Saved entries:
##########

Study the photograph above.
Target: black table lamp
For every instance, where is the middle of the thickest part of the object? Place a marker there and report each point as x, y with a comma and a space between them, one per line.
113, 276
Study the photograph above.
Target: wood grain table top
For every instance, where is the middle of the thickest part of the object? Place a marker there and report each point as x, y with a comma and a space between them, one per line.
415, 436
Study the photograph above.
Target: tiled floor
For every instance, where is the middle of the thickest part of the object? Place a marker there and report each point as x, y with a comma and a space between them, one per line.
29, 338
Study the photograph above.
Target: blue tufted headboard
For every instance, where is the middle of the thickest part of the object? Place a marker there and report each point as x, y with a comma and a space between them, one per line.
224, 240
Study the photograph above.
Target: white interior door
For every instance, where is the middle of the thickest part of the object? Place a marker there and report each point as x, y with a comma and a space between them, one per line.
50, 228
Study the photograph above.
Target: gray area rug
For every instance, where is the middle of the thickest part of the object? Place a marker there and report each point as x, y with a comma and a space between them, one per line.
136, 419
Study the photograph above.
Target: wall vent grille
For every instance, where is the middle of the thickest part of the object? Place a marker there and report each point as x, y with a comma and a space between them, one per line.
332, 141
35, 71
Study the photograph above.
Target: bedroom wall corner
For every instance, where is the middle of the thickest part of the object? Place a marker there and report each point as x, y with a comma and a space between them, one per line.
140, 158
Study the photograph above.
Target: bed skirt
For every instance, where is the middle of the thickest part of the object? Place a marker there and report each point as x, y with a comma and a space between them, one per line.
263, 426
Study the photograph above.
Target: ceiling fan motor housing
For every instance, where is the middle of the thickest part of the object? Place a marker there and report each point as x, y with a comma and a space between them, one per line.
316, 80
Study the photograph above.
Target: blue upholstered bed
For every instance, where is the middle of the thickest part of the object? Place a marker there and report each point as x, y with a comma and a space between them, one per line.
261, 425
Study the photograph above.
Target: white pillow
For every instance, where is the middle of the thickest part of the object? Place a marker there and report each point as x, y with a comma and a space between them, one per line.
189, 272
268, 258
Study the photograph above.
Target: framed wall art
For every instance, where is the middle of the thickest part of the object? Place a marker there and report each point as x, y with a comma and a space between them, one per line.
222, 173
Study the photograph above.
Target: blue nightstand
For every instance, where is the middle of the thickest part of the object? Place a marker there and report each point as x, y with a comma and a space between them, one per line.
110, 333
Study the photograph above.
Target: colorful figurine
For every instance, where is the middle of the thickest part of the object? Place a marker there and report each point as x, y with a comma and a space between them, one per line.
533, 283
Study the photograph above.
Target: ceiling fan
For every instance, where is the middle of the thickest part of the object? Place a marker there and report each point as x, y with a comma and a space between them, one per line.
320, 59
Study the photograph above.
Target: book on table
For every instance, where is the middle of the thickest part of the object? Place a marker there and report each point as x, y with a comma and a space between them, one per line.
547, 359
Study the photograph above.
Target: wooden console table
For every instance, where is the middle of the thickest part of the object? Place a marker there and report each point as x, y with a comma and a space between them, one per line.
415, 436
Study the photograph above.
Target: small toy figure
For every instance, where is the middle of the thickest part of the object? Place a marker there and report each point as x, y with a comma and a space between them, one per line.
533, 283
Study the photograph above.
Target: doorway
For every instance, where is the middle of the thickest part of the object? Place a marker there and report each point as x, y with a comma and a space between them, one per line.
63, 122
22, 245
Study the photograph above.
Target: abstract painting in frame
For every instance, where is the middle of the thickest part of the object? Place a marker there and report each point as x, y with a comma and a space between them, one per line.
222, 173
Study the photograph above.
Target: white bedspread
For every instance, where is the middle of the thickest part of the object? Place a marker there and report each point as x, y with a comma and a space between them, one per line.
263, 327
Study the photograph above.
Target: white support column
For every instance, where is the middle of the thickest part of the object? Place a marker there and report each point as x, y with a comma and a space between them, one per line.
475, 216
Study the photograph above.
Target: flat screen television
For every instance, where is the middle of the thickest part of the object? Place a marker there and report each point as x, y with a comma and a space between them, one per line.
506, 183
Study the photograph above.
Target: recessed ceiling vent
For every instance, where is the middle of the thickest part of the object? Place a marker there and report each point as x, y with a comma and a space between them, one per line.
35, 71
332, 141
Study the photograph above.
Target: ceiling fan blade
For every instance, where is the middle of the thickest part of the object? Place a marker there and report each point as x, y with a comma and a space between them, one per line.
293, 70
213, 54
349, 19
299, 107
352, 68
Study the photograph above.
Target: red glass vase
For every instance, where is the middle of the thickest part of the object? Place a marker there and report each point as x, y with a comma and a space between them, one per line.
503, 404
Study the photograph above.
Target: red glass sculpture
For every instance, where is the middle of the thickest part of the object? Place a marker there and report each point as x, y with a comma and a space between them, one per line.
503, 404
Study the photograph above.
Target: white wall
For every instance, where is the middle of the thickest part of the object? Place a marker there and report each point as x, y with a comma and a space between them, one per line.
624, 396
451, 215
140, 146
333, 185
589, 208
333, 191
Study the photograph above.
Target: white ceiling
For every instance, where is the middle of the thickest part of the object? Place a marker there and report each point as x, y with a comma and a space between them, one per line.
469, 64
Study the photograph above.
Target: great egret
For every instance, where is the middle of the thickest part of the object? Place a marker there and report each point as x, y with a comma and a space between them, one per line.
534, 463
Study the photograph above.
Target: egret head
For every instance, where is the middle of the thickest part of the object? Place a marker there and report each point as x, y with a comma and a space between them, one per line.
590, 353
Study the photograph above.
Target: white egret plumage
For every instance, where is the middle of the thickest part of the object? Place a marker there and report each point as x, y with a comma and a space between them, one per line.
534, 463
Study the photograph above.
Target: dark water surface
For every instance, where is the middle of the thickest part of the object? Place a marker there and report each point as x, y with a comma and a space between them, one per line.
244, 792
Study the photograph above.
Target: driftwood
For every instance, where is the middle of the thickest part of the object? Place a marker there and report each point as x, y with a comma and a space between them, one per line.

##########

Task goal :: The answer is the full set of records above, repeated exactly.

Finished exercise ::
Study the photograph above.
Target: black table lamp
For every instance, where is the middle of the thickest part of the object? Place a marker there and report each point as x, y with a comma and a space between them, one per line.
113, 276
Study the photograph above.
Target: wood grain table top
For every instance, where is the middle of the thickest part of the object? Place a marker there and report each point as x, y with a comma and a space between them, one per line.
415, 436
Study the photograph above.
Target: tiled floor
For every instance, where is the middle of the thickest part of the object? Place a marker there and report each point as x, y with a comma and a space between them, one per line.
29, 338
Study the photograph above.
Target: blue tufted headboard
For every instance, where is the middle of the thickest part of the object? Place a marker there and report each point as x, y with a comma and a space between them, one per line.
224, 240
Study the photograph above.
Target: white interior door
For every instance, where is the middle of the thickest part of the object? Place a marker there and report each point as x, y with a comma and a space between them, one per line.
50, 228
Study the photograph above.
Target: gray area rug
For every instance, where is the middle of the thickest part of the object? Place a marker there and report each point as x, y with a comma and a space between them, one per line.
136, 419
Study the photograph above.
Target: wall vent grille
For every instance, where is the middle of the thickest part of the object? Place a marker there and report each point as x, y with a comma and a space between them, one per line.
332, 141
35, 71
Study the photograph above.
Target: bedroom wall corner
For every instance, where is the middle of the thickest part of the object? Place a marker there and report each point as x, y with a comma and a space between them, one per line.
140, 158
Study the photograph above.
Target: bed skirt
For every instance, where is the middle of the thickest part of the object? Place a marker there and report each point as x, y with a comma and a space between them, one per line.
263, 426
Study the photograph above.
Target: ceiling fan motor housing
For every instance, where is the middle of the thickest part of the object? Place a marker there and report each point as x, y with a comma and a space between them, one per line.
316, 80
Study the photograph above.
Target: blue upholstered bed
For every instance, where is the middle of the thickest part of the object? Place a marker there and report each point as x, y with a comma and a space between them, one per line.
261, 425
Study the photograph above.
Target: white pillow
For every instance, where is the middle of the thickest part of the object? Place a marker there and report each point as x, y with a comma and a space between them, one per line.
189, 272
268, 258
Study the photograph above.
Target: framed wall art
For every instance, where is the middle of the thickest part of the object? Place a marker there and report each point as x, y with a comma and a space between them, one per line.
222, 173
Study the photograph above.
Target: blue nightstand
For every instance, where is the middle of the thickest part of the object? Place a marker there and report each point as x, y with a comma and a space between them, one per line.
110, 333
Study the photograph above.
Target: colorful figurine
For every instance, where is the middle of the thickest part of the object? Place a marker there and report each point as x, y with a comma and a space between them, one per line.
533, 283
Study the photograph above.
Target: ceiling fan
For every instance, where is the middle of the thickest part of the object? Place a marker there and report each point as x, y with a comma and a space between them, one per line.
320, 59
Study the photograph above.
Target: book on table
For every instance, where is the middle of the thickest part of the object? Place a marker there and report each point as x, y with a comma and a space between them, one per line.
547, 359
Study the photograph above.
Target: wooden console table
For every instance, where is the middle of the thickest part of the object? Place a marker there and report each point as x, y with a comma and a space between them, one per line.
415, 436
Study the photograph above.
Target: small toy figure
For every instance, where is the middle of the thickest part of the object? Place a marker there and report each point as x, y with a comma and a space between them, one per line.
533, 283
Study the photograph above.
Target: doorway
For every instance, where is the middle of the thickest part of the object? Place a marker there and report each point as x, y with a comma and a space between them, one per line.
63, 122
22, 245
Study the photograph above.
Target: abstract painting in frame
For every instance, where is the middle of the thickest part of the object? Place a marker there and report each point as x, y with a comma and a space between them, one per line.
222, 173
Study the photograph above.
Target: white bedspread
For every instance, where is the middle of the thickest part of the object? Place a marker there and report each point as x, y with a comma and a space between them, one per line.
263, 327
Study the photograph above.
Target: white support column
For every instance, where is the middle of the thickest part of the object? Place a marker there and report each point as x, y with a comma and a space between them, one per line.
475, 216
Study the photograph above.
Target: flat screen television
For every instance, where is the middle of the thickest part of the object? Place a marker there and report each point as x, y with a comma and a space between them, one per line.
506, 183
Study the photograph above.
Target: recessed ceiling vent
For every instance, where is the middle of the thickest part of the object? Place a marker there and report each point as x, y with a comma and a space between them, one per line.
35, 71
332, 141
Study the photograph above.
Target: ceiling fan blade
For every instance, where is the middle of the thickest part of the object? Place a marker there and report each point as x, y with a comma and a space between them, one per line.
293, 70
213, 54
349, 19
299, 107
352, 68
Study the photograph above.
Target: red glass vase
For every instance, where is the middle of the thickest part of the object? Place a marker there and report each point as x, y with a comma and a space between them, one per line.
503, 404
Study the photograph above.
Target: red glass sculpture
For every instance, where is the middle of the thickest part of the object? Place a marker there and report each point as x, y with a comma and a space between them, one per line.
503, 404
Study the photograph above.
Target: white wall
For every instance, where is the middle of the thickest part of the object? Place a marker there and report each point as x, y with a comma and a space between them, one per line.
624, 396
451, 215
140, 146
333, 185
589, 208
333, 191
Study the photograph above.
Target: white ceiling
For every instance, where is the middle of the thickest part of the object? Place a marker there and report each point as x, y with a comma and a space between them, one per line.
469, 64
Study the photograph above.
Target: great egret
For every instance, where is the middle of the thickest part of the object? Place a marker there and report each point as x, y with a comma and a space between them, one per line.
534, 463
Study the photograph above.
Target: egret head
For every instance, where is the middle of the thickest part of the object? Place a marker there and report each point as x, y with a comma and a space between them, one per line.
590, 353
Study the photograph above.
Target: white egret plumage
For every instance, where is the middle of the thickest part of the object? Place a marker there and report each point as x, y with a comma and a space between them, one per line.
534, 463
Study the photograph above.
Target: dark water surface
For every instance, where is the middle of the thickest part of the object? Place a marker there and report each point as x, y with a comma and a space between them, one per line.
244, 792
Study the photograph above.
Target: driftwood
For every instance, where is the middle of the thickest part of the object? Place a marker there and report each point as x, y with a comma and a space between them, one per line.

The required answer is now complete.